-- Exercise input follows --
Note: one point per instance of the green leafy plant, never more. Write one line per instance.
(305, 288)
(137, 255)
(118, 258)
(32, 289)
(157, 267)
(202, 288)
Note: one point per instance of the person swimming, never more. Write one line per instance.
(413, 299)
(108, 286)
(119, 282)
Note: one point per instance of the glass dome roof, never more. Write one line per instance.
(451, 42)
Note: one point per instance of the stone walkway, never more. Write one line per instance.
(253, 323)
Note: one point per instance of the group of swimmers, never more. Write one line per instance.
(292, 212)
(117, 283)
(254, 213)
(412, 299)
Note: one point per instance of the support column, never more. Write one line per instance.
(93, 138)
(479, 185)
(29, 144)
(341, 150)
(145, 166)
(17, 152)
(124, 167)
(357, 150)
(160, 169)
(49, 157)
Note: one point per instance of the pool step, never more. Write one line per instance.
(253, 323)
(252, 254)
-- Exercise input concluded --
* [Required action]
The lines to set down, exactly and with both ends included, run from the one containing "Note: one point per instance of the glass" to the last line of the data above.

* [Solved problem]
Note: one point per instance of the glass dome roof, never more. Write one line per instance.
(451, 42)
Note: one point per instance of the stone walkway, never more. Write one line per instance.
(253, 323)
Note: one point per instance of the group of swimmers, never more. Write one line per instance.
(292, 212)
(117, 283)
(254, 213)
(412, 299)
Note: one point per instance of the support column, never more. Write one line per instance.
(93, 138)
(479, 185)
(29, 144)
(341, 150)
(145, 166)
(17, 152)
(124, 167)
(357, 150)
(160, 169)
(49, 157)
Note: one point per instance of the pool step, never more. Write one line per instance.
(253, 323)
(252, 254)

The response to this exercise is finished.